begin Given records

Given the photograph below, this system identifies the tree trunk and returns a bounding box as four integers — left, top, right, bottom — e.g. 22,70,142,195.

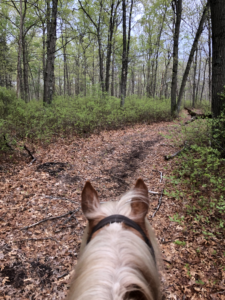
208,9,212,103
195,50,202,102
111,39,115,96
177,1,209,113
192,49,198,108
43,0,58,104
120,0,133,106
22,36,30,103
152,6,167,97
171,0,182,116
210,0,225,117
17,0,24,99
200,60,208,102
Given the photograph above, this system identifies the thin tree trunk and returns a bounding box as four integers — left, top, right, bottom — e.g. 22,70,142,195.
152,6,167,97
192,49,198,108
43,0,58,104
195,50,202,102
17,0,23,98
208,9,212,103
120,0,133,106
171,0,182,116
200,60,208,102
177,1,209,113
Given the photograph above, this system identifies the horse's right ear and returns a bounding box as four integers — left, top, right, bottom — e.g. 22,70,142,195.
81,181,99,219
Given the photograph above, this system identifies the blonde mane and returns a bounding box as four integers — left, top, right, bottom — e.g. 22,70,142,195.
67,190,161,300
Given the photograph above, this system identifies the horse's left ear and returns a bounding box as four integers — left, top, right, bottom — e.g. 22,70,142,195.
81,181,99,219
131,178,149,218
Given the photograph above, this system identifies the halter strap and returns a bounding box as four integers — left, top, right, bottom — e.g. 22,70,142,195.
87,215,155,261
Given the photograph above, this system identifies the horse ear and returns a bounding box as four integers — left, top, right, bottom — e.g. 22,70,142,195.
81,181,99,217
131,178,149,219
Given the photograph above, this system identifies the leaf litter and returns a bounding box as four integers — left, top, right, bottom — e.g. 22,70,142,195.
0,118,225,300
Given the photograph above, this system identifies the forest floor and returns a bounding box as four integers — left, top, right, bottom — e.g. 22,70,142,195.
0,113,225,300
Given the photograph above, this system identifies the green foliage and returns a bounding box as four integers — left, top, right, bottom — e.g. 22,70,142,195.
174,240,186,246
169,214,184,224
164,105,225,246
0,88,170,150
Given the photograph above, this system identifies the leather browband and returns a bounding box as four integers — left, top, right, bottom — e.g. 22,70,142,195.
87,215,155,261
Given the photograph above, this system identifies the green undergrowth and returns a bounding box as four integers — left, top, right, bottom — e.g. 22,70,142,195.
0,87,171,151
166,109,225,240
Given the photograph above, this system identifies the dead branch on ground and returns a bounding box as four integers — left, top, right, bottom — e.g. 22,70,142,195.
164,142,187,160
21,207,80,230
42,195,80,204
23,145,37,164
3,135,14,151
152,188,164,218
14,237,60,244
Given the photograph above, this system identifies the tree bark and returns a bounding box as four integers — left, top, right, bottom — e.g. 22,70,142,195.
210,0,225,117
43,0,58,104
120,0,133,106
105,0,120,93
208,9,212,103
17,0,23,99
171,0,182,116
177,1,209,113
192,49,198,108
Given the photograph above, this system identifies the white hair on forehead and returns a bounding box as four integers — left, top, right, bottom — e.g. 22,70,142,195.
67,190,161,300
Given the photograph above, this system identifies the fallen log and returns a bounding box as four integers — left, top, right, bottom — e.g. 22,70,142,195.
184,107,212,119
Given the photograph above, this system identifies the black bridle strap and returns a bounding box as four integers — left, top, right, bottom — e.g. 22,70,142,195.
87,215,155,261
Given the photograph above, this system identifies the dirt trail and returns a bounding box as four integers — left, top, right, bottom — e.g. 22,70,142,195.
0,118,222,299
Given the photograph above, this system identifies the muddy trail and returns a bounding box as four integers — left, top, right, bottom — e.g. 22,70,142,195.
0,118,223,299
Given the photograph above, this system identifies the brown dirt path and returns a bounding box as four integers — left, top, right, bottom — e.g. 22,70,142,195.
0,116,222,299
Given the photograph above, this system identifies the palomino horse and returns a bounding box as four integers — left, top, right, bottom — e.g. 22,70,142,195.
67,179,161,300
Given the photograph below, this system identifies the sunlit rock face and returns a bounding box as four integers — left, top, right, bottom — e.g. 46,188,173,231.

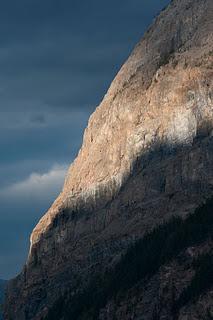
5,0,213,320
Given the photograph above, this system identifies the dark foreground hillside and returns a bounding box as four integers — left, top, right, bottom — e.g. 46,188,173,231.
45,198,213,320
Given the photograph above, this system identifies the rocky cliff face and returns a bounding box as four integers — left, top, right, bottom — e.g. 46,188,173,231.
5,0,213,320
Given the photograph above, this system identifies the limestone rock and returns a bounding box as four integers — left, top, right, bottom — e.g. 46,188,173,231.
5,0,213,320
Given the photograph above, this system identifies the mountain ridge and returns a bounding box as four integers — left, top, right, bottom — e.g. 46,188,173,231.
5,0,213,320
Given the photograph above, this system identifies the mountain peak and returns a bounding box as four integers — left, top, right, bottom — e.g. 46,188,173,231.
5,0,213,320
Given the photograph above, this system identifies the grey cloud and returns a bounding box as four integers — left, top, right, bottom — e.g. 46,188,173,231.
0,0,169,278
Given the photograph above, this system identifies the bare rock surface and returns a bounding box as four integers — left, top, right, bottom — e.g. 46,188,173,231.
5,0,213,320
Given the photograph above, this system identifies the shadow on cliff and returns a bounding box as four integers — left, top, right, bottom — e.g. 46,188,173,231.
6,122,213,320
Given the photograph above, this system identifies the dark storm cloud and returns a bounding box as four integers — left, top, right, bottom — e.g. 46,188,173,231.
0,0,169,278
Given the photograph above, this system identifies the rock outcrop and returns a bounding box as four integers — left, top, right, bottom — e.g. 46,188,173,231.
5,0,213,320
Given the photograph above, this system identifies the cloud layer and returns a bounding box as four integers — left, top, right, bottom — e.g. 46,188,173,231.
0,0,169,278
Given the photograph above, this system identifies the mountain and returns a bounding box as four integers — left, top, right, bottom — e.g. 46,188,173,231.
4,0,213,320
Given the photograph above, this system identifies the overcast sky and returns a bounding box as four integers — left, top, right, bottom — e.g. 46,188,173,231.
0,0,169,279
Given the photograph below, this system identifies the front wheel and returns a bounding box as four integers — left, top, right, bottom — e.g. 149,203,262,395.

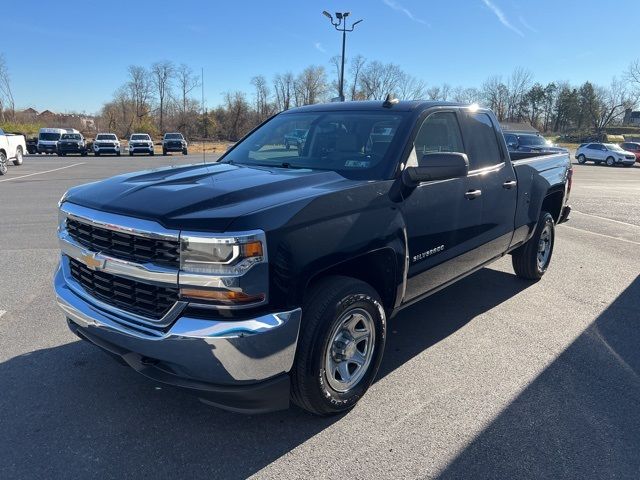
13,147,23,166
291,276,386,415
511,212,556,280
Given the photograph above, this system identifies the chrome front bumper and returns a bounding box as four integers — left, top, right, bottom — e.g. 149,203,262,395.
54,267,302,411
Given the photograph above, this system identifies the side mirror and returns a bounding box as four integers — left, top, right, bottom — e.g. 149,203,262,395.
402,152,469,187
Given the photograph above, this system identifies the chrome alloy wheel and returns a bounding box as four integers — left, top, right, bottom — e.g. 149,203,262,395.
324,308,376,393
538,223,552,271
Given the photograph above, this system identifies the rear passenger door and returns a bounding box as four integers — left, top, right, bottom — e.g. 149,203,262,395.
401,110,482,301
461,110,518,265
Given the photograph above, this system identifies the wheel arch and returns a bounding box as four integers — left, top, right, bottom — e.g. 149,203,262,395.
303,246,400,316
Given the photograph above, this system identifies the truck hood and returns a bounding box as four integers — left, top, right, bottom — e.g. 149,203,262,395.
66,163,364,232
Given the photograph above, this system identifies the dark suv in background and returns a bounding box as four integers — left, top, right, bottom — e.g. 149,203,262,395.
162,133,189,155
58,133,88,157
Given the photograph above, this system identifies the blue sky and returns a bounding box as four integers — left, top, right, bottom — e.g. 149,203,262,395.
5,0,640,113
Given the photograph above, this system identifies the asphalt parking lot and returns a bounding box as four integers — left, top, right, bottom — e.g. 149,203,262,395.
0,155,640,479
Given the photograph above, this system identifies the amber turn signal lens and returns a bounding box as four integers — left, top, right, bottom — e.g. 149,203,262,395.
180,288,264,304
242,242,262,257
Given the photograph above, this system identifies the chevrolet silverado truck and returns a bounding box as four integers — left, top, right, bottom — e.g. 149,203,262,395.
0,128,27,175
54,99,572,415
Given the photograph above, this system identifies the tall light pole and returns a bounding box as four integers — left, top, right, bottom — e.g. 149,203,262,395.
322,10,362,102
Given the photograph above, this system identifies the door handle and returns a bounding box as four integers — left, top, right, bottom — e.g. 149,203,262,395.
464,190,482,200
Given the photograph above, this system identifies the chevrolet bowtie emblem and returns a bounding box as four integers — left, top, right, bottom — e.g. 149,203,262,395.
80,253,105,270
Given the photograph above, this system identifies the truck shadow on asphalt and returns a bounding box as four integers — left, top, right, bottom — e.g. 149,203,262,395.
0,268,531,478
440,276,640,479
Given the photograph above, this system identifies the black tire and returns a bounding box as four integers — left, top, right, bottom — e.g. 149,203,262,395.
0,152,9,176
13,147,24,167
511,212,556,280
291,276,386,415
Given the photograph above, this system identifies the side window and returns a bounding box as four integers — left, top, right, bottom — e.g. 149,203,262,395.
414,112,465,165
465,113,504,170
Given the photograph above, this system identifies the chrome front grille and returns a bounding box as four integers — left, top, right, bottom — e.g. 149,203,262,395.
58,202,186,329
66,218,180,268
69,258,178,320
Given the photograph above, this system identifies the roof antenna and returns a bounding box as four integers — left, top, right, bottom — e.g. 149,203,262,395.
382,93,400,108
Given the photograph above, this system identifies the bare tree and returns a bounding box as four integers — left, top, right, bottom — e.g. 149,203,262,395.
273,72,294,111
481,75,509,121
349,55,367,100
251,75,273,123
175,63,200,130
294,65,327,106
452,87,481,103
396,72,426,100
127,65,152,121
0,54,16,121
151,60,175,133
507,67,533,121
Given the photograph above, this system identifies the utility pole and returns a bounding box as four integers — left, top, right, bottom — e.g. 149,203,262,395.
322,10,362,102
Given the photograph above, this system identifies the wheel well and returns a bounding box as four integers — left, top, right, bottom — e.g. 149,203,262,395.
305,248,397,313
541,191,564,222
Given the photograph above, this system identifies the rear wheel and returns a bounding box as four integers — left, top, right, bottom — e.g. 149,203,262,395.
13,147,23,165
291,276,386,415
0,152,9,175
511,212,555,280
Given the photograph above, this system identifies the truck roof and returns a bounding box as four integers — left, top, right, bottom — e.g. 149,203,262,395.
283,100,468,113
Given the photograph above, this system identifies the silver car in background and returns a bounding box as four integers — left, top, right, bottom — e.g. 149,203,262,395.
576,142,636,167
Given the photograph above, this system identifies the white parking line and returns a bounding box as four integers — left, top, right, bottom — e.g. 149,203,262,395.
0,162,87,183
560,225,640,245
571,210,640,228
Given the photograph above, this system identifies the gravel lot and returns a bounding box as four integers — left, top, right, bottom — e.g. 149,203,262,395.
0,156,640,479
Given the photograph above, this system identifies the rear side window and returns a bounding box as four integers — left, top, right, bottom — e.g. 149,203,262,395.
465,113,504,170
414,112,465,165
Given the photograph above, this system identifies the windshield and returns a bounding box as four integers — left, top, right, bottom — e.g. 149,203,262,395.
222,111,407,180
518,135,548,147
38,132,60,142
604,143,624,152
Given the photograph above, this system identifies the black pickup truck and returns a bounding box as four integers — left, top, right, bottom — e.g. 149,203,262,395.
54,99,572,415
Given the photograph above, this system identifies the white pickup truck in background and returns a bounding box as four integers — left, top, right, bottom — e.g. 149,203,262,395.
0,128,27,175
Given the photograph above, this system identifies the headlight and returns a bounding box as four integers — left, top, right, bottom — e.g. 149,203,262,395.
179,230,269,308
180,232,266,275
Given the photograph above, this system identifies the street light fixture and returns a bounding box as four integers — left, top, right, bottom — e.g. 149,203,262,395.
322,10,362,102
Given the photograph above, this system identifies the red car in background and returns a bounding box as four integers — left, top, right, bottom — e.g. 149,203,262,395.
620,142,640,162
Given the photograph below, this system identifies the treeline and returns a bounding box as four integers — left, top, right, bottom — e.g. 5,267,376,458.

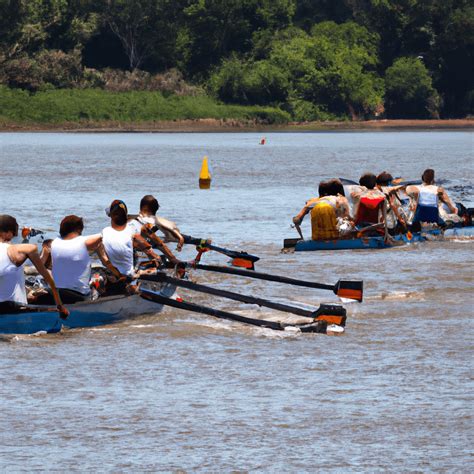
0,0,474,121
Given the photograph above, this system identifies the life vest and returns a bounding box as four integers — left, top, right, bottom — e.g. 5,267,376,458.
413,184,439,224
311,196,339,240
0,242,27,304
355,196,385,225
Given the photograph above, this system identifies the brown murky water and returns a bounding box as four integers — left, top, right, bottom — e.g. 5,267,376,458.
0,132,474,472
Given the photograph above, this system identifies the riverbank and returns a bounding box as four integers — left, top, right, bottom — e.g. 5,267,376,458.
0,86,474,132
0,118,474,133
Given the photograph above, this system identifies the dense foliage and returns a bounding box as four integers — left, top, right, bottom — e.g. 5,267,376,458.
0,0,474,120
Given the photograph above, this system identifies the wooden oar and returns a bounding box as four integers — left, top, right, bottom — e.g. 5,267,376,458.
166,263,363,302
183,235,260,270
140,272,346,326
140,289,328,334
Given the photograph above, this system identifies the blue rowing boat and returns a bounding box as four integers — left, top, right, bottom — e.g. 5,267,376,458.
283,226,474,252
0,284,175,334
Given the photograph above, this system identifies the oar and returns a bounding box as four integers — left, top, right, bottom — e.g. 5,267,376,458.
140,272,346,326
140,289,328,334
183,235,260,270
128,214,260,270
21,227,45,244
165,263,363,302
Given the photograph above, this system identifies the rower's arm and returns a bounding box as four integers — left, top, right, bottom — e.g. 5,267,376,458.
293,206,311,225
94,241,125,279
438,187,458,214
8,244,69,319
140,225,180,264
133,234,166,264
40,244,51,266
388,194,406,226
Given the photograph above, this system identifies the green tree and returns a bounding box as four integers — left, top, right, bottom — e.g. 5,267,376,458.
210,56,289,105
177,0,295,77
385,57,439,119
271,22,383,118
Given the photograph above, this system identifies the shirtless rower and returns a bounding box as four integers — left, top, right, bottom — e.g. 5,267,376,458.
128,194,184,264
39,215,122,303
102,199,161,293
293,180,350,240
377,171,407,235
351,173,387,227
406,168,462,230
0,215,69,318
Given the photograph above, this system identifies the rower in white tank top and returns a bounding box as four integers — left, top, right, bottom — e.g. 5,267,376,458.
102,226,136,277
51,235,93,296
0,242,27,304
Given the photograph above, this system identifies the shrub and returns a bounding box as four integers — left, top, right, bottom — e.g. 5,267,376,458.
385,57,440,119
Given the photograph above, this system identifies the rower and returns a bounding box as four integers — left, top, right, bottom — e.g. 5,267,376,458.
406,168,462,230
39,215,121,303
351,173,387,228
102,199,161,294
293,180,350,240
376,171,407,235
0,215,69,318
128,194,184,264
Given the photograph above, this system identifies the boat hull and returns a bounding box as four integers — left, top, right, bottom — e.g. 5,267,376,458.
0,285,175,334
288,226,474,252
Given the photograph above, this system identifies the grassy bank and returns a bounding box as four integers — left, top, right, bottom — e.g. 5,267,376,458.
0,86,290,126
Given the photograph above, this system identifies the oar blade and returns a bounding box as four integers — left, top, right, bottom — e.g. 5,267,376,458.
230,257,259,270
311,303,347,327
334,280,364,303
283,239,301,249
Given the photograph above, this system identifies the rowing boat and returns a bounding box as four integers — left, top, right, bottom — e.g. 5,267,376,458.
0,284,175,334
283,226,474,252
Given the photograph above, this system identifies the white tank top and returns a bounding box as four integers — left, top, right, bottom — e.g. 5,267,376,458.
0,242,27,304
102,226,137,276
418,184,438,207
51,236,91,295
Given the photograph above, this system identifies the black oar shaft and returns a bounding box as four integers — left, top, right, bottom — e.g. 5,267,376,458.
189,264,336,291
183,235,260,262
141,290,285,331
141,290,328,334
141,274,313,318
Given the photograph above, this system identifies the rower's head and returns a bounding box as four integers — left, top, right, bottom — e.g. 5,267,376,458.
0,214,18,241
106,199,128,226
318,181,330,197
359,173,377,189
140,194,160,216
328,178,346,196
421,168,434,184
59,214,84,239
377,171,393,186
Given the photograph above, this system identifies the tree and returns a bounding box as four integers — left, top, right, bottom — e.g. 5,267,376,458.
385,57,440,119
104,0,179,70
270,22,383,118
210,56,289,105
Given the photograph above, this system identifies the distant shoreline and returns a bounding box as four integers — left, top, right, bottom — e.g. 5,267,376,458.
0,118,474,133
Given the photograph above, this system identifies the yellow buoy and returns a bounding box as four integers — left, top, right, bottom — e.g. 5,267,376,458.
199,156,211,189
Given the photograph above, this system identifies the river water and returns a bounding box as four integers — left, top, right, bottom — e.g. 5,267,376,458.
0,131,474,472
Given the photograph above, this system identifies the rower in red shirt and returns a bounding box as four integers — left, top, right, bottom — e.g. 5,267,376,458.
351,173,387,232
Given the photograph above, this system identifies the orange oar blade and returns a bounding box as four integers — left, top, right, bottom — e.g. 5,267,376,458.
230,257,255,270
334,280,364,303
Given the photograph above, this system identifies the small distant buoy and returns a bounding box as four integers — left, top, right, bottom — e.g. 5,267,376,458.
199,156,211,189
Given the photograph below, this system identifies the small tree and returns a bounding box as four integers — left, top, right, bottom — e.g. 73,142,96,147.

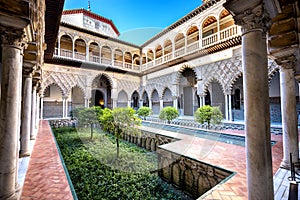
137,106,152,120
76,106,102,139
159,106,179,124
98,108,114,133
194,105,223,125
99,107,141,158
112,107,141,158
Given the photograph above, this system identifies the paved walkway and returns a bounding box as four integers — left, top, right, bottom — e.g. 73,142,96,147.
21,121,296,200
21,121,73,200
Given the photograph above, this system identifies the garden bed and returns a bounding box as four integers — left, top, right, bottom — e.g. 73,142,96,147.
53,127,189,200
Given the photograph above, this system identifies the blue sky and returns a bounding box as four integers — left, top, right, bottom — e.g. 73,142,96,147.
64,0,202,44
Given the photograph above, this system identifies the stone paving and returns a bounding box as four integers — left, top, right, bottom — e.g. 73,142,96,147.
21,121,298,200
21,121,73,200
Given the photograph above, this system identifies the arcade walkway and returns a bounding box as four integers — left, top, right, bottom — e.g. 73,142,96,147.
21,121,296,200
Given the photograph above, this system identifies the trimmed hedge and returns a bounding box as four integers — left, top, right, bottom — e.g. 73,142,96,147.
54,128,187,200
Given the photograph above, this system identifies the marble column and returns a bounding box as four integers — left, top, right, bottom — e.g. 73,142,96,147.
224,1,274,200
63,97,69,118
20,74,32,157
228,94,232,122
0,28,25,200
149,99,152,109
62,97,66,118
280,67,299,169
40,95,44,120
84,98,89,108
139,99,144,107
173,96,178,109
159,99,164,111
112,99,118,109
35,94,41,130
127,100,131,108
30,86,36,140
225,94,229,121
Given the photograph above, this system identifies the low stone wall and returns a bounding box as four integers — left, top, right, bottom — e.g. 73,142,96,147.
123,130,233,199
123,130,178,151
157,148,233,199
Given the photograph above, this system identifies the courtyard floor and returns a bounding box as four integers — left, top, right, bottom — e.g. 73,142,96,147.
21,121,298,200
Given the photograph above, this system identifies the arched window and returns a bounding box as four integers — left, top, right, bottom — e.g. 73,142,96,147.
233,89,241,110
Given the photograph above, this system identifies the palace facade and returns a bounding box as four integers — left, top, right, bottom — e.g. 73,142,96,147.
0,0,300,199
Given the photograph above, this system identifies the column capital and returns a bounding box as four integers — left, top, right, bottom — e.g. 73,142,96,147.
224,1,272,34
0,27,27,50
23,71,32,78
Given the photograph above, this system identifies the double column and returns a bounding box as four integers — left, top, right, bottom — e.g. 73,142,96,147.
224,1,274,199
20,73,32,157
225,93,232,121
0,28,25,200
63,96,69,118
277,60,299,169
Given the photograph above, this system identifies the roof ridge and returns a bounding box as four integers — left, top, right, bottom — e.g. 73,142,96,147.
62,8,120,36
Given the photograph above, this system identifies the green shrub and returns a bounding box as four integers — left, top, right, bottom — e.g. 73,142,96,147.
55,129,186,200
194,105,223,125
99,107,141,158
72,106,102,139
137,106,152,119
159,106,179,123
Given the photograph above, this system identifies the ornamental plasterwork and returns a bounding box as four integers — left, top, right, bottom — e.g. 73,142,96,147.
268,59,280,81
0,27,28,49
174,64,201,84
198,56,243,94
59,26,138,52
117,79,141,97
87,72,117,88
234,4,271,33
145,73,176,97
42,70,86,96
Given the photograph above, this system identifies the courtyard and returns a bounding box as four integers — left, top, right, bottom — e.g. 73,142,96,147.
21,120,296,200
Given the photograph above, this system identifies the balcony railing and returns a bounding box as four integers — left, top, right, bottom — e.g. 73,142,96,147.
114,60,123,67
54,25,241,71
142,25,241,70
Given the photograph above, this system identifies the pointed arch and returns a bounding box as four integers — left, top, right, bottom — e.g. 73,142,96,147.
41,83,65,96
117,90,128,108
92,73,116,88
175,64,198,84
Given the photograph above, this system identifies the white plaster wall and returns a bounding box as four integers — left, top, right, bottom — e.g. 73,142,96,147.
61,13,83,27
142,0,226,53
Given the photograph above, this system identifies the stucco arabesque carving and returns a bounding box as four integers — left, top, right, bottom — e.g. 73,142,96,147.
118,80,141,96
0,27,28,50
146,73,176,97
197,56,242,95
42,71,86,96
234,4,271,34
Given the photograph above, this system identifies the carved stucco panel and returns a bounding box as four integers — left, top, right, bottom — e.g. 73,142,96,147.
42,70,86,96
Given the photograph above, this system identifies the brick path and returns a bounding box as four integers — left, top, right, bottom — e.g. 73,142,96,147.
21,121,73,200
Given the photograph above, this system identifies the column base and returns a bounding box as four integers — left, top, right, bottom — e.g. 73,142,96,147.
19,151,30,158
280,160,291,170
30,136,36,140
0,192,18,200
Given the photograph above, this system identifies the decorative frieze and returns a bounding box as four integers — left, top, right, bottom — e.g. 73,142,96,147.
233,4,271,34
0,27,27,50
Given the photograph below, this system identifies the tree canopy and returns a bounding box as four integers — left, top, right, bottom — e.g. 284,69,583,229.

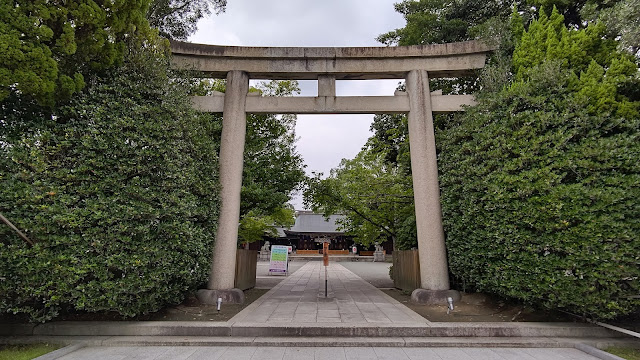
302,0,640,319
0,0,149,105
146,0,227,40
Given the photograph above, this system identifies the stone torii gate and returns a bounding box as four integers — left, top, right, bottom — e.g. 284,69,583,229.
171,41,491,304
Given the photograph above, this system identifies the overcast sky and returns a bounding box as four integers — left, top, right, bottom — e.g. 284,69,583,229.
189,0,404,209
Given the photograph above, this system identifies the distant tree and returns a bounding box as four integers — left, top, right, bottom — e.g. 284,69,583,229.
0,43,219,321
436,10,640,319
0,0,148,106
304,149,413,245
147,0,227,40
195,80,306,242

end Given records

### [Problem to work on]
Copy out everything from the line containing "the brown dirt" down to the line containing "6,122,213,320", with both of those lines included, and leave the pictures out of your copy.

### [Right answer]
Given the photograph above, this system identifies the brown dirt path and returns a bounding box as four integers — left, top, right, bottom — e.g. 22,70,142,195.
0,116,222,299
Given the photograph above, this system identifies the palomino horse and returns a bounding box as four integers — left, top, right, bottom — e.g. 22,70,142,195.
67,179,161,300
Given the photograph below, this system identifies the sunlit rock face and returns a bounding box as four integers — left, top, right, bottom — e.g. 46,188,173,231.

5,0,213,320
Given the photograph above, this system identifies the dark foreground hillside and returns a bounding box as four integers — left, top, right, bottom — e.g. 46,188,173,231.
45,198,213,320
Given the photograph above, this system identifies the rocky cliff face and returns a bounding box as four integers — left, top, right, bottom — e.g. 46,188,173,231.
5,0,213,320
Given the photograph above, this system identifies the limestone rock and returns a bounding box as four integers — left, top, right, bottom — e.g. 46,188,173,231.
5,0,213,320
Given the photograph above, this system identifies the mountain ridge and returns a bounding box as four integers — left, top, right, bottom — e.g. 46,188,173,231.
5,0,213,320
Given the photograph above, this system identifies the mountain peak and returns a bounding box as four integers — left, top, right, bottom — e.g. 46,188,173,231.
5,0,213,320
Given the photograph above, this system identifies the grey cloud and returns a bounding box as four integers — left, top, right, bottom — e.g. 46,188,173,231.
0,0,169,278
Given the photograph above, this system identifies the bare rock surface and returns a bounding box as four integers — left, top, right, bottom — e.g. 46,188,173,231.
5,0,213,320
Given the photograph above, this system identifies the shadow on cliff and returns a bounding box as four integers — left, top, right, bottom — e.g. 46,188,173,231.
6,122,213,320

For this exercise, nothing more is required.